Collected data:
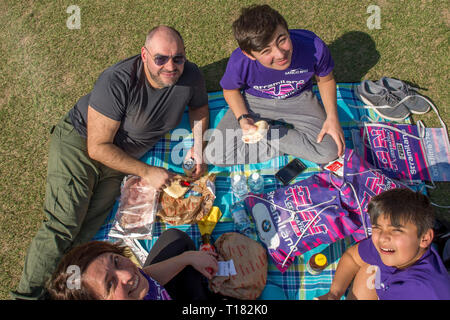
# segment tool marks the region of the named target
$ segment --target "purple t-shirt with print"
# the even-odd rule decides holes
[[[326,44],[308,30],[289,30],[292,41],[292,61],[286,70],[264,67],[242,53],[233,51],[225,74],[220,81],[223,89],[243,89],[253,96],[268,99],[285,99],[312,88],[314,75],[324,77],[334,67]]]
[[[416,263],[405,269],[386,266],[372,238],[361,241],[358,252],[364,262],[379,268],[375,289],[380,300],[450,299],[450,276],[432,246]]]
[[[169,293],[162,285],[149,277],[142,269],[139,269],[139,271],[148,281],[148,292],[145,295],[144,300],[172,300]]]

What is required: Count up the lines in the entries above where the word "segment" appears, and give the figure with nothing added.

Your response: 2